Page text:
-- Opening Marker --

Roger Maro Enoka is professor and former chair of the Department of Integrative Physiology at the University of Colorado at Boulder.  He is also the director of the Neurophysiology of Movement Lab.

According to Web of Knowledge, Professor Enoka has 232 published items, which have been cited a total of 9,254 times (as of Nov 10, 2014). His most frequently cited paper (622 citations) is titled "Neurobiology of Muscle Fatigue". Professor Enoka has an h-index of 51 as of November 10, 2014.

Notable publications 
In 2012, Enoka co-authored a review on the motor unit with C.J. Heckman. This work represents a major contribution as the work was published in Comprehensive Physiology, which is the most authoritative collection of review content ever assembled in the physiological sciences.

To appear in publication in 2013, Enoka co-authored a chapter in the 5th edition of Principles of Neural Science along with Pearson KG. The chapter is titled "The motor unit and muscle action."

-- Closing Marker --

Given data:
-- Opening Marker --

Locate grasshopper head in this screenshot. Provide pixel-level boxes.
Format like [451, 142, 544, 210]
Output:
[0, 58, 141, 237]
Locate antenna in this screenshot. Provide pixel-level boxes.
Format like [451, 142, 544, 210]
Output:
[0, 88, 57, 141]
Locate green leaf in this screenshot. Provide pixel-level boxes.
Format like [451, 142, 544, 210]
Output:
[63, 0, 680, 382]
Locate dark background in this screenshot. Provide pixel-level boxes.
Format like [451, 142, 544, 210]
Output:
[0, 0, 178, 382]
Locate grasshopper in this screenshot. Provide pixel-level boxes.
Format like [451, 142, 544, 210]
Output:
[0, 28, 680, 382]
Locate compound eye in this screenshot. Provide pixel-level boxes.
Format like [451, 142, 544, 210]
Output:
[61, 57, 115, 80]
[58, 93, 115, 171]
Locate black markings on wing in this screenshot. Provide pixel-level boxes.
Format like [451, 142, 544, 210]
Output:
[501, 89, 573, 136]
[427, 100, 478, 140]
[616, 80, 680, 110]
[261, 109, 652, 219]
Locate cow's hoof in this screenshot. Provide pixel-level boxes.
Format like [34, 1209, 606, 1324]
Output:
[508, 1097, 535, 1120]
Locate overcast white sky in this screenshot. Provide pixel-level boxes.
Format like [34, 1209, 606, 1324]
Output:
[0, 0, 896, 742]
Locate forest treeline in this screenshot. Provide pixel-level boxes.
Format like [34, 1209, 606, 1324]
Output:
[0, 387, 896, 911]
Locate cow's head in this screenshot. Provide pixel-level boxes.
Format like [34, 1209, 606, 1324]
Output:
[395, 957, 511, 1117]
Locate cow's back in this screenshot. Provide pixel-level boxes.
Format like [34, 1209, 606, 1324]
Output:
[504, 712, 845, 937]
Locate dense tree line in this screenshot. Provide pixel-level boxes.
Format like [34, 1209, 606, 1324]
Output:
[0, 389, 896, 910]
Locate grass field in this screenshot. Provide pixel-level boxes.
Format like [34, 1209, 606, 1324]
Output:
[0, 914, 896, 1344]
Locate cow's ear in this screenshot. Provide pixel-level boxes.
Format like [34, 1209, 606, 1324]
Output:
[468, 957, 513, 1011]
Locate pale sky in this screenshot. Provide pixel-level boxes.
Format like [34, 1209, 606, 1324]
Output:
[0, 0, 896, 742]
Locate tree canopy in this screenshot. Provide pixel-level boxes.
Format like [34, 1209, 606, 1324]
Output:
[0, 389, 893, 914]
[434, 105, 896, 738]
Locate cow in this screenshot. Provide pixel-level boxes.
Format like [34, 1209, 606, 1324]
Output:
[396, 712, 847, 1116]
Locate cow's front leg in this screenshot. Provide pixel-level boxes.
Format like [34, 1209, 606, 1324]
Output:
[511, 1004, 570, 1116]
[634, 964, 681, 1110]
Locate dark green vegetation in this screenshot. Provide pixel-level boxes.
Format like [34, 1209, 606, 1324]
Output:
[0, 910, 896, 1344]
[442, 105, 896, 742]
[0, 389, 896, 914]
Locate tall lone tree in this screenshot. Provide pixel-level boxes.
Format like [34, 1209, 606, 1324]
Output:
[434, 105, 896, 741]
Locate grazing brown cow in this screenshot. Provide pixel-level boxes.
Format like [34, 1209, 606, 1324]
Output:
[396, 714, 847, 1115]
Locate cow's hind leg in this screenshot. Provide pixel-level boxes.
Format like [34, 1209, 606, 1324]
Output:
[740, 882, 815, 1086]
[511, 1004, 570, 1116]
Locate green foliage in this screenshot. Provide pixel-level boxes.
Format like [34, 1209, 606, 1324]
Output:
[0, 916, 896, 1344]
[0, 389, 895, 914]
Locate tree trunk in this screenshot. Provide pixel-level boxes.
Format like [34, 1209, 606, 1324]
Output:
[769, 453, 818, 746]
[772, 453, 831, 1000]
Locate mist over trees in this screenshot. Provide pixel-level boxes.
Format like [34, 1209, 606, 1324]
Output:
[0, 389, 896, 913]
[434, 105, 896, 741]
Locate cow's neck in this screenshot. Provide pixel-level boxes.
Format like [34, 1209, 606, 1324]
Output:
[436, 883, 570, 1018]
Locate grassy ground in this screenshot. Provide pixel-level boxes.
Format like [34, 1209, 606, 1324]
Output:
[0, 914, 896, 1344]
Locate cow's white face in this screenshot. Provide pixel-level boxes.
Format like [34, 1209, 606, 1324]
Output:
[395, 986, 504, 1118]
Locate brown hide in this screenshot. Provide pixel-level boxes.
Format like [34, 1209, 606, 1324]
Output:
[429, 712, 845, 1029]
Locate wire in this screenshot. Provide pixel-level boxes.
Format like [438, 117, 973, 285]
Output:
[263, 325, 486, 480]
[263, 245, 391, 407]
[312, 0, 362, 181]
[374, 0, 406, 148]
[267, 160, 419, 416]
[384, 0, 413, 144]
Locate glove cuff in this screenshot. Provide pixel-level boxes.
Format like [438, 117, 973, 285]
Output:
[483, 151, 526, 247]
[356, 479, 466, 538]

-- Closing Marker --

Directions:
a) Using the text about Roger Enoka, answer the following questions:
(i) Which lab does Enoka direct?
(ii) What was his h-index as of November 10, 2014?
(iii) What is the title of the chapter he co-authored for the 5th edition of Principles of Neural Science?
b) Reproduce the part of the text about Roger Enoka from "Roger Maro Enoka" up to and including "November 10, 2014.".
c) Supply the next part of the text about Roger Enoka, continuing from where it stops.

Written answers:
a)
(i) The Neurophysiology of Movement Lab.
(ii) 51.
(iii) "The motor unit and muscle action."

b)
Roger Maro Enoka is professor and former chair of the Department of Integrative Physiology at the University of Colorado at Boulder.  He is also the director of the Neurophysiology of Movement Lab.

According to Web of Knowledge, Professor Enoka has 232 published items, which have been cited a total of 9,254 times (as of Nov 10, 2014). His most frequently cited paper (622 citations) is titled "Neurobiology of Muscle Fatigue". Professor Enoka has an h-index of 51 as of November 10, 2014.

c)
Invited lectures and awards 
In May 2010, Enoka was inducted into the University of Otago, School of Physical Education Wall of Fame.

In July 2011, Enoka gave the Muybridge Keynote Lecture at the International Society of Biomechanics Meeting, held in Brussels, Belgium.

On Nov 1, 2012, Enoka delivered a keynote lecture titled "Adaptations in physical performance from childhood to senescence" at the 4th International Congress on Physical Activity and Public Health in Sydney, Australia.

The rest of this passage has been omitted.